— start of DATA SHOWN —

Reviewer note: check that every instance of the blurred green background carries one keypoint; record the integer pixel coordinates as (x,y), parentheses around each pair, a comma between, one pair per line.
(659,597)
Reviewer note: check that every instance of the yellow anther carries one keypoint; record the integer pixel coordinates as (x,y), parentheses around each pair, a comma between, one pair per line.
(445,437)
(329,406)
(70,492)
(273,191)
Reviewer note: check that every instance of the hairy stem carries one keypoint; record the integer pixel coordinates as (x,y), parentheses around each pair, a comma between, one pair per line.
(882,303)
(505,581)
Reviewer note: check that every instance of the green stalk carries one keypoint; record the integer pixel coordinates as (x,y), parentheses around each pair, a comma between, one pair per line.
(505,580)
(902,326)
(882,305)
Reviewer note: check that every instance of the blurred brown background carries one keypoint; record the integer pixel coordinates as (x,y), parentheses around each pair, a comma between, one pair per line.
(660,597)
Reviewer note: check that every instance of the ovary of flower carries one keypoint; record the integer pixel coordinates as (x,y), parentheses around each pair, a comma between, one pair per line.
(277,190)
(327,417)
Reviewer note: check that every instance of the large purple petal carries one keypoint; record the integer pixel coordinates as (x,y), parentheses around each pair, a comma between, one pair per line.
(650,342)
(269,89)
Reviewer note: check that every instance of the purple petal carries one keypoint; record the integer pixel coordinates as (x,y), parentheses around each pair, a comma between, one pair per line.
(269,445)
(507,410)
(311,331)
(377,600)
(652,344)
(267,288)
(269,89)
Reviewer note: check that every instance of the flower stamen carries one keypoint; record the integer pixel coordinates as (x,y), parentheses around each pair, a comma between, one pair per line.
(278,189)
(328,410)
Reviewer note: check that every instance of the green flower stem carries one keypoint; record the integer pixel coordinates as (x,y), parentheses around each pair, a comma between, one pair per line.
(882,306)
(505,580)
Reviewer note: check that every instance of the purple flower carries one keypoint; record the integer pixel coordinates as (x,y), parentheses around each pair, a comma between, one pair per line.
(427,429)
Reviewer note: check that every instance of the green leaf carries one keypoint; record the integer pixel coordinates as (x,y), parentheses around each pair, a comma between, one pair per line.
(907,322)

— end of DATA SHOWN —

_TASK REQUIREMENTS_
Please rewrite the stretch of rows from the line containing "Reviewer note: check that every instance of the purple flower" through the end of the rows as a two-column CSV with the columns note and coordinates. Give one CSV line per row, with its text and its answer each in a single quoted field and line breaks replaced by spaces.

_ANSWER BELOW_
note,coordinates
"Reviewer note: check that every instance of the purple flower carries one keypoint; record the integer pixel coordinates as (x,y), parentheses around each pair, a comma between, one pair per line.","(427,429)"
"Reviewer note: check that every instance of the green leaf carries one keypoint; record the integer pixel coordinates as (x,y), parentheses around each pair, a comma between, one pair per line.","(907,322)"